Top of DATA SHOWN

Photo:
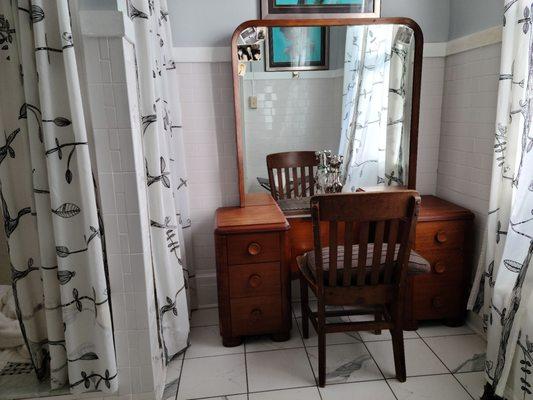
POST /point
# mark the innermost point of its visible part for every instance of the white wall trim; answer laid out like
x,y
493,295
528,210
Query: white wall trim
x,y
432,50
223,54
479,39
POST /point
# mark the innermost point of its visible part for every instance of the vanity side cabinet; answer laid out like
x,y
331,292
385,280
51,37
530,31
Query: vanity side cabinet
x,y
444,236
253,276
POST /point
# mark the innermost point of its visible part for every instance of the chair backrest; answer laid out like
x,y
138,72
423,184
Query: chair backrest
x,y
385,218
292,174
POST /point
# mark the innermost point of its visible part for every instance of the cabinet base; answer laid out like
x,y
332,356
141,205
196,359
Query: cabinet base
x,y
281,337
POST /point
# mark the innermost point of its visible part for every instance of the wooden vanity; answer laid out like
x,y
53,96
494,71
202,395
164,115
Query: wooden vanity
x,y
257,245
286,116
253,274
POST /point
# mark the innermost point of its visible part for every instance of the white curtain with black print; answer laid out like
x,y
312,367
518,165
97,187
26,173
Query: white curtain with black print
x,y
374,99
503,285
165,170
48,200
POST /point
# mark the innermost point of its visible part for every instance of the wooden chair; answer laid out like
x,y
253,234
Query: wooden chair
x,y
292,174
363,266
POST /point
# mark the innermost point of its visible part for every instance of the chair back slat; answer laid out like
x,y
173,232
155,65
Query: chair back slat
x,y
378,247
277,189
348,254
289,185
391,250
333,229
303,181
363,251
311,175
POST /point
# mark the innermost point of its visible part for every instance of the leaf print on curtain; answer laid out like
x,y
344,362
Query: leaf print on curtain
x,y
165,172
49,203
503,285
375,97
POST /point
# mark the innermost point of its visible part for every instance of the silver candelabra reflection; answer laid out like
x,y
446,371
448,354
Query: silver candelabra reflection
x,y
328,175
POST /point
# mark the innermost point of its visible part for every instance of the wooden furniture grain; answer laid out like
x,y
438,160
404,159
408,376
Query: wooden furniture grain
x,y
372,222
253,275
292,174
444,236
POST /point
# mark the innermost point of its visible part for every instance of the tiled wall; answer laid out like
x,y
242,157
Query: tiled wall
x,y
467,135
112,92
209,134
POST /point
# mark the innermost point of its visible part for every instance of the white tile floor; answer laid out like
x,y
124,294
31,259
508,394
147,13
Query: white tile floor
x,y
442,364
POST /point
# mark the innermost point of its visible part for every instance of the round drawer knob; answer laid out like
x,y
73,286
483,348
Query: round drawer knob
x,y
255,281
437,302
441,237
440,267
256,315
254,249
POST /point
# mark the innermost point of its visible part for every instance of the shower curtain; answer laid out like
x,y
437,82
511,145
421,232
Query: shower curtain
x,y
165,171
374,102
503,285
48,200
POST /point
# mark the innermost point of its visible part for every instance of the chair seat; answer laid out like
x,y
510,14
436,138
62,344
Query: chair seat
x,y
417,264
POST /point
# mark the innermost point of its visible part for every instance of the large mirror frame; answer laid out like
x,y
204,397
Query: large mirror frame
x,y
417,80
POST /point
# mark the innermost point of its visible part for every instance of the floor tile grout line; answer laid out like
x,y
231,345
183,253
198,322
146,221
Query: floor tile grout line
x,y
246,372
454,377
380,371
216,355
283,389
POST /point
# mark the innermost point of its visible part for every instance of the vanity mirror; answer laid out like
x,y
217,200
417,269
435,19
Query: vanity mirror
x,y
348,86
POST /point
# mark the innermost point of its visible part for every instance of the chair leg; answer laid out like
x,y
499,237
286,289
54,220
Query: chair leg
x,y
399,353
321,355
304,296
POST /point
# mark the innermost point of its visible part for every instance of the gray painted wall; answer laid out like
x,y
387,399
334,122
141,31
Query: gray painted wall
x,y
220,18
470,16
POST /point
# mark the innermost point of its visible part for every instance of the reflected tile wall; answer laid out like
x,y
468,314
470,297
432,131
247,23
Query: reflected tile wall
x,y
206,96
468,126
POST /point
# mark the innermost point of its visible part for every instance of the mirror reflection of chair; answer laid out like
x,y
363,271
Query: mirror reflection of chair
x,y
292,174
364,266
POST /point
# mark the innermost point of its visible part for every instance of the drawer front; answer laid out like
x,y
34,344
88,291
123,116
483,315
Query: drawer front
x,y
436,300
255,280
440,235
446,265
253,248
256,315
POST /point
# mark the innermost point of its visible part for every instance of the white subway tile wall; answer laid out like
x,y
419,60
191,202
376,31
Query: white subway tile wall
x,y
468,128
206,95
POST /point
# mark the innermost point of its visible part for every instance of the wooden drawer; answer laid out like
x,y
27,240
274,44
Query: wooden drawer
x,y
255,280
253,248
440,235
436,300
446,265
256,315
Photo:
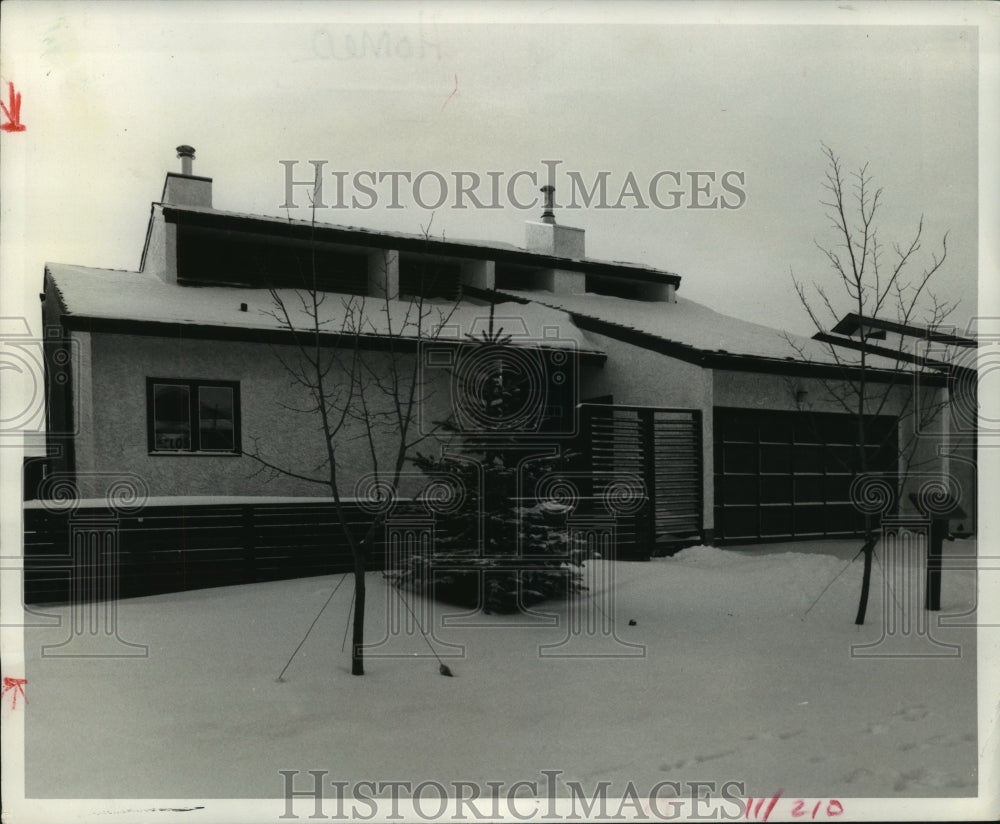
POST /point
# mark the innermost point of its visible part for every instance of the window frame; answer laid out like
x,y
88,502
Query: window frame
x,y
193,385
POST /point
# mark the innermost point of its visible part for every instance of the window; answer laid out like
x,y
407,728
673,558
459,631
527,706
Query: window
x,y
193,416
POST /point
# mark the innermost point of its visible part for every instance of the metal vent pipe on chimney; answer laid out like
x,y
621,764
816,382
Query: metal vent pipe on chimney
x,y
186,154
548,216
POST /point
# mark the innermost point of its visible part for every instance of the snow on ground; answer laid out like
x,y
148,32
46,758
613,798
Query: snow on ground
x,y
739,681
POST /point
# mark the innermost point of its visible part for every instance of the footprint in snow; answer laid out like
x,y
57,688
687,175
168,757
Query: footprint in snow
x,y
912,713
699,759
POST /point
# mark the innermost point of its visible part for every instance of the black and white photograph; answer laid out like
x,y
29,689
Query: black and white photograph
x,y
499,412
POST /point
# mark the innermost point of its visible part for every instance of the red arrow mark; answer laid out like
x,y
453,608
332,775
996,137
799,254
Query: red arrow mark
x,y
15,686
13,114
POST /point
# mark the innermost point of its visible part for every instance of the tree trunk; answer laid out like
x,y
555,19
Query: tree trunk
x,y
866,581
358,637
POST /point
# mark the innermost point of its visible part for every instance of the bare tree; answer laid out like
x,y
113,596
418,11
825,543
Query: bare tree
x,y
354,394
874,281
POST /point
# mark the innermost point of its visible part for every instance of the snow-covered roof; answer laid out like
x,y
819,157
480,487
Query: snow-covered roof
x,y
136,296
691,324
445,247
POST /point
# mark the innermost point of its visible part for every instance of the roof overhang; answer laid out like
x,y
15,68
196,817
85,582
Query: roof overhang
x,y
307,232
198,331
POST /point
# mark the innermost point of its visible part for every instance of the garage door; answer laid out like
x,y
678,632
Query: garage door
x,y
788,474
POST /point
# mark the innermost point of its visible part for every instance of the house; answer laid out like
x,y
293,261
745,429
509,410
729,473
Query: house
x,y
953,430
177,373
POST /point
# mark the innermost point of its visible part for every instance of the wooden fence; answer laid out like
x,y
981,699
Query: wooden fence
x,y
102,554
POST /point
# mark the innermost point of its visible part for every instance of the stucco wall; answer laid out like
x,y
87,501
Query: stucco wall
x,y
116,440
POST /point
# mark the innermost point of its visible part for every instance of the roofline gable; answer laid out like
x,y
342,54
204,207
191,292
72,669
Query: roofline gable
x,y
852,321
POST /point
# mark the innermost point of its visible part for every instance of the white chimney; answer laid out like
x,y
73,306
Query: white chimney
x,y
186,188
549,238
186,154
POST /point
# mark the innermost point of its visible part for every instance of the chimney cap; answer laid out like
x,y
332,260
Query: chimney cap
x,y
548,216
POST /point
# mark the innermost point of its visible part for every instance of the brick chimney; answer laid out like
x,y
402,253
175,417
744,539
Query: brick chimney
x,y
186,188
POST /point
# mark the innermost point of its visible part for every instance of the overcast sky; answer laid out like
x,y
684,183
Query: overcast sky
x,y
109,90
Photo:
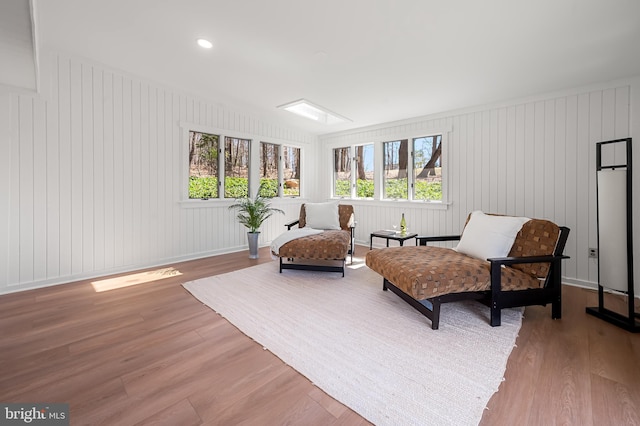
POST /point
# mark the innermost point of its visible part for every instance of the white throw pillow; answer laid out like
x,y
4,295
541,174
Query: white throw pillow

Bottom of DATA SHOWN

TASK DETAILS. For each line in the data that holds the word "throw", copy the line.

RESULT FOR THIS EXERCISE.
# mark the innermost point of its visible part for every instance of the white throw pillow; answer laid out like
Query: white throw pillow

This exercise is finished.